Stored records

== Segment start ==

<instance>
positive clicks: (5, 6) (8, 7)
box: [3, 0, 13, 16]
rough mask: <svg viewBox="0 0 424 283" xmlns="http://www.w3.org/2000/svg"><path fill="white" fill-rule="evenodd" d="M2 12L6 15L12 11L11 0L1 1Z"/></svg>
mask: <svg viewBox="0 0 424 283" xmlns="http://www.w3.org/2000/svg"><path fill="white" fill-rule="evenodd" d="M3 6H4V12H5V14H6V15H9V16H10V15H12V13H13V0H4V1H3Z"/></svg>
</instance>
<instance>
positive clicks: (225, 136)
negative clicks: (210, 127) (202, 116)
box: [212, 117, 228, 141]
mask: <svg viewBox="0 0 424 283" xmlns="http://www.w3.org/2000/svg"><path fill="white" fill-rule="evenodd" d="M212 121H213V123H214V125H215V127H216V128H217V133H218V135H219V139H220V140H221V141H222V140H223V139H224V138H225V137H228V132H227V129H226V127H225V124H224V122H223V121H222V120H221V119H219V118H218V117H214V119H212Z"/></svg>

== Segment end ==

Exercise
Copy out every line of the stored records above with no changes at all.

Solved exercise
<instance>
positive clicks: (5, 6) (8, 7)
box: [3, 0, 13, 16]
rough mask: <svg viewBox="0 0 424 283" xmlns="http://www.w3.org/2000/svg"><path fill="white" fill-rule="evenodd" d="M2 12L6 15L12 11L11 0L1 1Z"/></svg>
mask: <svg viewBox="0 0 424 283" xmlns="http://www.w3.org/2000/svg"><path fill="white" fill-rule="evenodd" d="M3 6H4V12H5V14H6V15H9V16H10V15H12V13H13V0H4V1H3Z"/></svg>
</instance>
<instance>
positive clicks: (225, 136)
negative clicks: (210, 127) (202, 116)
box: [212, 117, 228, 141]
mask: <svg viewBox="0 0 424 283" xmlns="http://www.w3.org/2000/svg"><path fill="white" fill-rule="evenodd" d="M212 121H213V123H214V125H215V127H216V128H217V133H218V135H219V139H220V140H221V141H222V140H223V139H224V138H225V137H228V132H227V129H226V127H225V124H224V122H223V121H222V120H221V119H219V118H218V117H214V119H212Z"/></svg>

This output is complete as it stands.